Set exercise A: In the passage on Facebook's image recognition tools, list each kind of data insight that the video ID tools are said to help gather.

Supplied passage:
As noted, Facebook has been working to evolve its visual recognition tools for years, which includes both still images and video content. Indeed, back in 2017, Facebook shared an overview of its video ID tools, which are not available as yet, but will further boost the platform's capacity to both cater to vision-impaired users, and gather more data insights about what's in posted content, what users are watching, what they're engaging with, and more.

For its latest upgrade of AAT, Facebook actually utilized Instagram images and hashtags to map content, which further underlines the potential of the process for data collection.

That could have implications beyond assisting differently abled users. For example, Facebook could look to help advertisers reach users who are interested in coffee by targeting those who've posted images of coffee cups or cafes regularly. That could also help to further amplify your messaging because those users are likely to post your offer as well - so you could reach these users with a discount offer, with an increased likelihood of them also sharing that with their followers and friends.

To be clear, Facebook is not offering these new image recognition insights as an ad targeting options as yet. But the capacity is there, and it could facilitate new search and research options to maximize your audience response in future.

Point-based annotation data:

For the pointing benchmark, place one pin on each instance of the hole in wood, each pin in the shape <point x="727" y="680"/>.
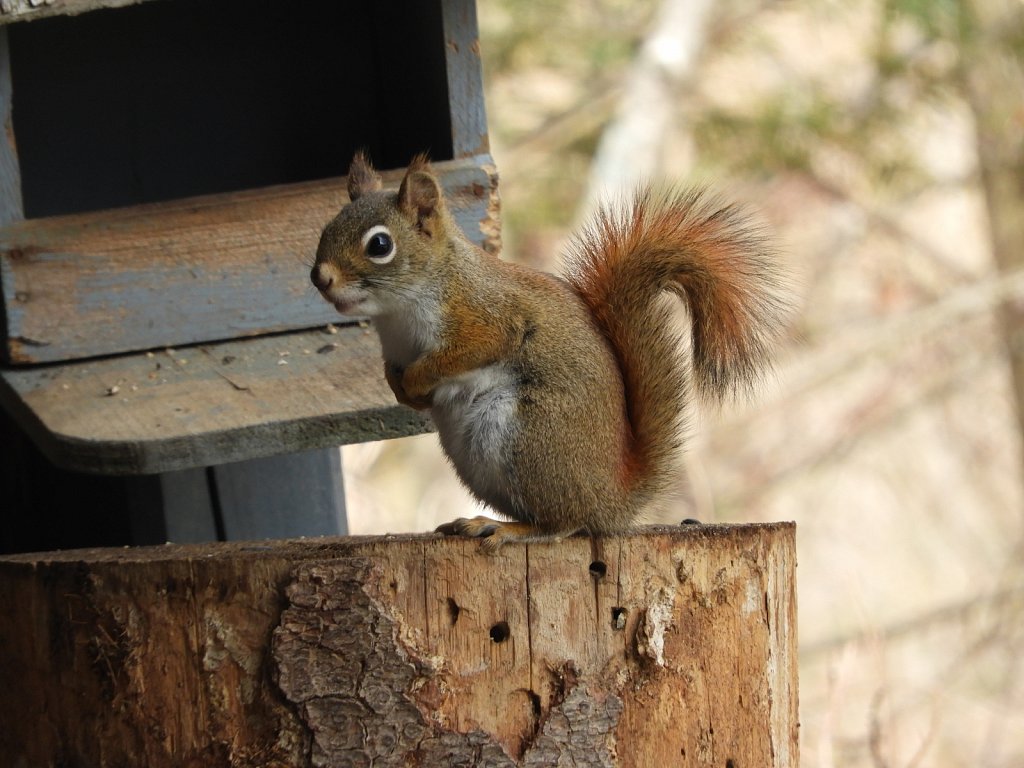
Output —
<point x="535" y="702"/>
<point x="619" y="619"/>
<point x="454" y="610"/>
<point x="500" y="632"/>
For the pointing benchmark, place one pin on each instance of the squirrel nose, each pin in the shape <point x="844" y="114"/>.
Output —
<point x="321" y="278"/>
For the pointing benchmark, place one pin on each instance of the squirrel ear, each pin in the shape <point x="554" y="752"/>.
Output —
<point x="420" y="196"/>
<point x="361" y="177"/>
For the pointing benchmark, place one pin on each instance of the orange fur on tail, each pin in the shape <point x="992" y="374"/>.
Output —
<point x="684" y="244"/>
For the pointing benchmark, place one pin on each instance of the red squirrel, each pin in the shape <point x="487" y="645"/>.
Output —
<point x="559" y="400"/>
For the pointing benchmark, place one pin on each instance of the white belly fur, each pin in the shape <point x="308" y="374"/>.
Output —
<point x="475" y="414"/>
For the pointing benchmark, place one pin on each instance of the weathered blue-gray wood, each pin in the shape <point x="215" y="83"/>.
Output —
<point x="10" y="177"/>
<point x="209" y="404"/>
<point x="189" y="270"/>
<point x="465" y="79"/>
<point x="282" y="497"/>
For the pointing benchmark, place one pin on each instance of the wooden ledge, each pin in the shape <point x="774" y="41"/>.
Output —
<point x="185" y="271"/>
<point x="211" y="403"/>
<point x="671" y="646"/>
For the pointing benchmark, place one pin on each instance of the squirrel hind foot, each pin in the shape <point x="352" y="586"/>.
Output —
<point x="494" y="534"/>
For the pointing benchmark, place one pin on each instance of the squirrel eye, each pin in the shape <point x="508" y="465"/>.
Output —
<point x="378" y="245"/>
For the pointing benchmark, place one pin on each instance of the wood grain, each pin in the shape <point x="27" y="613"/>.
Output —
<point x="668" y="647"/>
<point x="190" y="270"/>
<point x="179" y="408"/>
<point x="465" y="80"/>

Set exercise B: Reproduce the listing word for word, starting with the line that contains "of the orange" and going on through the last line of the listing.

Correct response A:
- What's in posted content
- What users are watching
- What they're engaging with

Correct response B:
For the pointing benchmark, place one pin on each instance of the orange fur on tail, each pin in the shape <point x="992" y="374"/>.
Output —
<point x="684" y="244"/>
For the pointing benchmark, place one pin on each instance of the red squirrel, each pin in the shape <point x="487" y="645"/>.
Output —
<point x="559" y="400"/>
For the pointing benchmark, place one pin on each instance of the white belly fur, each pin in the shape <point x="308" y="374"/>.
Output —
<point x="475" y="414"/>
For the pointing benchmark, place one pin on each instance of the weathered blue-gray wood, each pin in the shape <point x="215" y="83"/>.
Output —
<point x="10" y="177"/>
<point x="209" y="404"/>
<point x="189" y="270"/>
<point x="465" y="79"/>
<point x="282" y="497"/>
For the pointing benchmark, place one pin on each instance of the wooden ledge, each pin in the shape <point x="774" y="41"/>.
Output —
<point x="185" y="271"/>
<point x="211" y="403"/>
<point x="671" y="646"/>
For the pointing benchmark, place one pin on each instance of the squirrel hind foot, each pin in the shape <point x="352" y="586"/>.
Output —
<point x="494" y="534"/>
For the pointing benchmark, place one pin on each instance of the squirrel eye, each pin in the shape <point x="508" y="465"/>.
Output —
<point x="378" y="245"/>
For the pointing benchmark, place one pin on each instance of the wood grain, each pin in the shape <point x="27" y="613"/>.
Output —
<point x="668" y="647"/>
<point x="190" y="270"/>
<point x="179" y="408"/>
<point x="465" y="80"/>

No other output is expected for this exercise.